**WHAT TO PRODUCE**
Among these entries, how many lines have the string "instance" in them? Only the number is needed.

**ENTRIES SUPPLIED**
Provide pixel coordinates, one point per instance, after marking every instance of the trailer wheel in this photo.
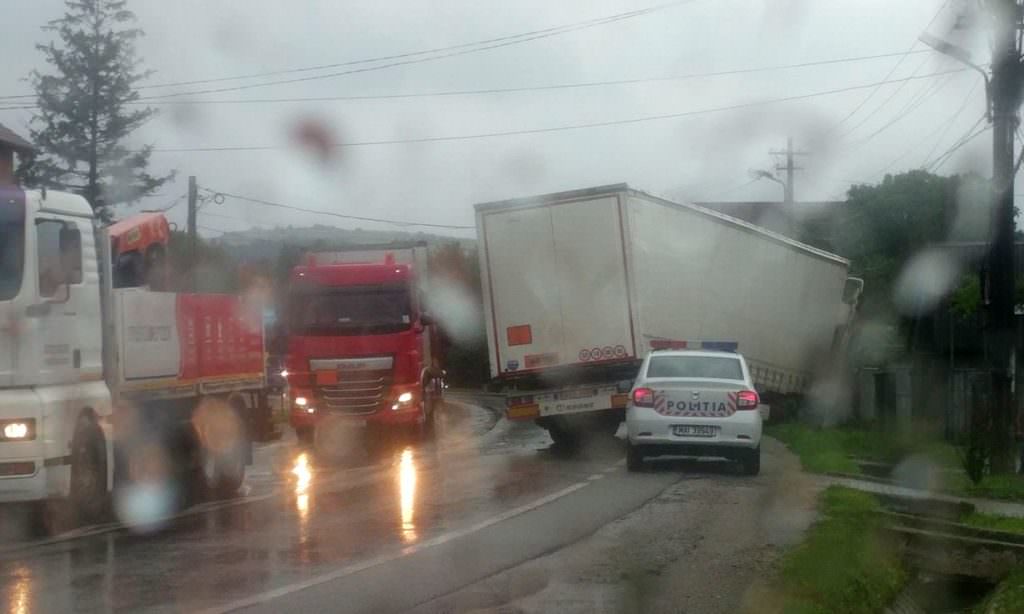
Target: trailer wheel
(88, 472)
(429, 410)
(223, 438)
(561, 434)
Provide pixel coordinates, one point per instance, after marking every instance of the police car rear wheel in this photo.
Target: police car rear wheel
(634, 458)
(751, 462)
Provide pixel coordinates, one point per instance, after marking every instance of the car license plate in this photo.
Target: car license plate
(574, 394)
(694, 431)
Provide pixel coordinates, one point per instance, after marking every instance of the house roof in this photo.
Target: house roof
(11, 140)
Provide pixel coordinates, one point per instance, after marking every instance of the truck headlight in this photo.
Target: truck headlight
(18, 430)
(403, 399)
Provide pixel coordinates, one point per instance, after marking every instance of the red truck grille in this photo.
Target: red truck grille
(359, 392)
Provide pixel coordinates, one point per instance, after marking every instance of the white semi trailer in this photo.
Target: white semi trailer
(580, 286)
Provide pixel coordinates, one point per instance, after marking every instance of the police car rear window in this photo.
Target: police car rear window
(713, 367)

**RESPONSE**
8